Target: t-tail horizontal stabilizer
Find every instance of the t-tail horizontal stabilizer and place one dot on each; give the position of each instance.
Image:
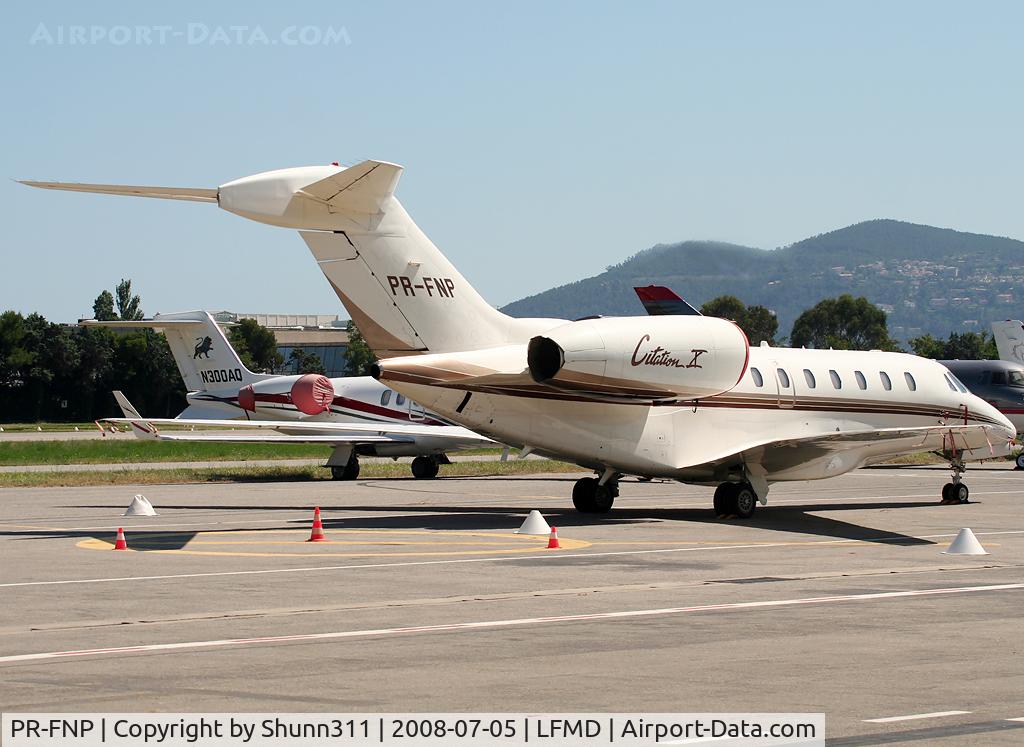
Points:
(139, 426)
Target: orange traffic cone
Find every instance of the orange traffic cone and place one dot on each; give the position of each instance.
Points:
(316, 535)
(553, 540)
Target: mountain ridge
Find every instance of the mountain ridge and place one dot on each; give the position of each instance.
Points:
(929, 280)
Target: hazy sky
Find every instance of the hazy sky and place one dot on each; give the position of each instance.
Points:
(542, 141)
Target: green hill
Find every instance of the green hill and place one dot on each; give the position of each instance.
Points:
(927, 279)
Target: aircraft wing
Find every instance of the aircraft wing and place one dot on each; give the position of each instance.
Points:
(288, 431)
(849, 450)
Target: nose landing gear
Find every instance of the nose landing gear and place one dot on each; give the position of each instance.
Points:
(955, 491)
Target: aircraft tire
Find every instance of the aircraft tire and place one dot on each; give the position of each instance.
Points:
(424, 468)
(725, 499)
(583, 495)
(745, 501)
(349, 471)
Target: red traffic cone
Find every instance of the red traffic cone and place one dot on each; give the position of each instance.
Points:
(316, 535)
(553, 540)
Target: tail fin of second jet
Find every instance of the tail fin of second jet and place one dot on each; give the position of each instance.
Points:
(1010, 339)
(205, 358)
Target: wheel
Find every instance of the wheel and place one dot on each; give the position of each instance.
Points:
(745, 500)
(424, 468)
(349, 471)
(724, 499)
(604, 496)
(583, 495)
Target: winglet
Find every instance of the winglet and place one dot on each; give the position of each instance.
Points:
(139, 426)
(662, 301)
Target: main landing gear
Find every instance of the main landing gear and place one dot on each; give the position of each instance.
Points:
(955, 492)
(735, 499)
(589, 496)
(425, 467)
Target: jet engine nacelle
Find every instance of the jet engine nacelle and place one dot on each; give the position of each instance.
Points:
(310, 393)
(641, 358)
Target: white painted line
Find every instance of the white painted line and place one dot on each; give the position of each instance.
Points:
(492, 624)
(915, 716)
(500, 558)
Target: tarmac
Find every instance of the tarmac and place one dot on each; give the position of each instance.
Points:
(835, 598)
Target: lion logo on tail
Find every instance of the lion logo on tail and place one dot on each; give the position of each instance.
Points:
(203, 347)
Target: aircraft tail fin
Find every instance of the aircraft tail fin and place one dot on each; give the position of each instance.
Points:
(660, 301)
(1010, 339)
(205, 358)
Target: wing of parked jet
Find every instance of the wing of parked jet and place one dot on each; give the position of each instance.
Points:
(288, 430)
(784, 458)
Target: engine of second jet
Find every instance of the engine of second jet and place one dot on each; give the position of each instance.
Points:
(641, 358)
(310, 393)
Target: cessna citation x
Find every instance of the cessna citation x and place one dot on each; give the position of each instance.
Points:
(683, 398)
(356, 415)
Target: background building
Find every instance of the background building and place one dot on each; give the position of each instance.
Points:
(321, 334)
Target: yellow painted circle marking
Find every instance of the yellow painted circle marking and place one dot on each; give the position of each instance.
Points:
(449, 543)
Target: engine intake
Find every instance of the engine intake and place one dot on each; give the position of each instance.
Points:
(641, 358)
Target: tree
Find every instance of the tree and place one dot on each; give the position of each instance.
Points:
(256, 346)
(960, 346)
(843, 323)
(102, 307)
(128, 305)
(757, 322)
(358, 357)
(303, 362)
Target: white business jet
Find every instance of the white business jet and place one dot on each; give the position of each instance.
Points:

+ + +

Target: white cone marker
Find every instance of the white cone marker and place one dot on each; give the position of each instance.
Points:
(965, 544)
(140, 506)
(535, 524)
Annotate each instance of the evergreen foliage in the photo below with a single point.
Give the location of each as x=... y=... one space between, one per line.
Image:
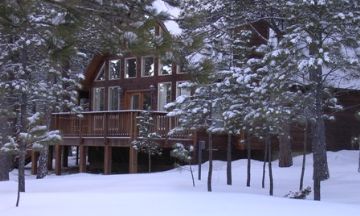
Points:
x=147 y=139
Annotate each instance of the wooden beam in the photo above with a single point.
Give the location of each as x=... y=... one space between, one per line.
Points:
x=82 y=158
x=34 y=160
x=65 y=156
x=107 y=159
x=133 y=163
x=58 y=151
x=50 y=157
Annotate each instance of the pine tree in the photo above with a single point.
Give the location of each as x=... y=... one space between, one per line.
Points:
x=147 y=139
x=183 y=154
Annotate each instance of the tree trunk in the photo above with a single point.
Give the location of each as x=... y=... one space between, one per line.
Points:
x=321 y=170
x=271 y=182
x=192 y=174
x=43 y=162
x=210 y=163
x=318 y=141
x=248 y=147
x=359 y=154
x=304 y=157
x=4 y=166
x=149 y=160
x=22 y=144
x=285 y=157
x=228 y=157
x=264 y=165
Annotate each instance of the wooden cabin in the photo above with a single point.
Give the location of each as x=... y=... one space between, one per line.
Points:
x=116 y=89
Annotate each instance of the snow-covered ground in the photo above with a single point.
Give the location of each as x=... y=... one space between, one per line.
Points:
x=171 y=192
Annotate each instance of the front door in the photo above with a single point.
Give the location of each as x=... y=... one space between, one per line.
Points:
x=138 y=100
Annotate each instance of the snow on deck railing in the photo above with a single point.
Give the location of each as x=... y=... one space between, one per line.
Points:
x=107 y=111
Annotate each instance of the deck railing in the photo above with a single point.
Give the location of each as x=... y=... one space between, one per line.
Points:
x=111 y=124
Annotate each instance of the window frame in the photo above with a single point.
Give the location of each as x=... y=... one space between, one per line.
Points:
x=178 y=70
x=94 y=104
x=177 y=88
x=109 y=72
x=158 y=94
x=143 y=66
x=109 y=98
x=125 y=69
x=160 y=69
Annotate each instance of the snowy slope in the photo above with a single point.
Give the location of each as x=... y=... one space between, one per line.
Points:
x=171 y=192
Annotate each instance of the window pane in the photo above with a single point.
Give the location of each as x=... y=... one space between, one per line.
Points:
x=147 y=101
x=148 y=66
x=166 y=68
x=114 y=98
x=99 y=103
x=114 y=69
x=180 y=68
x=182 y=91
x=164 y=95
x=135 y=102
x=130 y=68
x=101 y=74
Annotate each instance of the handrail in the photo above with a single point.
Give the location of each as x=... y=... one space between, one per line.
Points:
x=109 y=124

+ + +

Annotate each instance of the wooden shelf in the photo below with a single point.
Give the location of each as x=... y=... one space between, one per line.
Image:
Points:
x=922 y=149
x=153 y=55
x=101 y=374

+ + +

Direction:
Please quote the entries verbatim, from the line with "Annotate each instance of the pine" up to and including the line with "x=264 y=165".

Written solution:
Annotate each instance of the pine tree in the photo above with a single point.
Give the location of each as x=... y=... one space between, one per line.
Points:
x=147 y=139
x=183 y=154
Annotate each instance of the tree trunk in the photo above with a single point.
Give the location of each as x=... y=... one space between, one per line.
Points:
x=321 y=170
x=271 y=182
x=192 y=174
x=43 y=162
x=210 y=163
x=318 y=141
x=248 y=147
x=359 y=154
x=304 y=157
x=4 y=166
x=149 y=160
x=22 y=144
x=285 y=157
x=228 y=157
x=264 y=165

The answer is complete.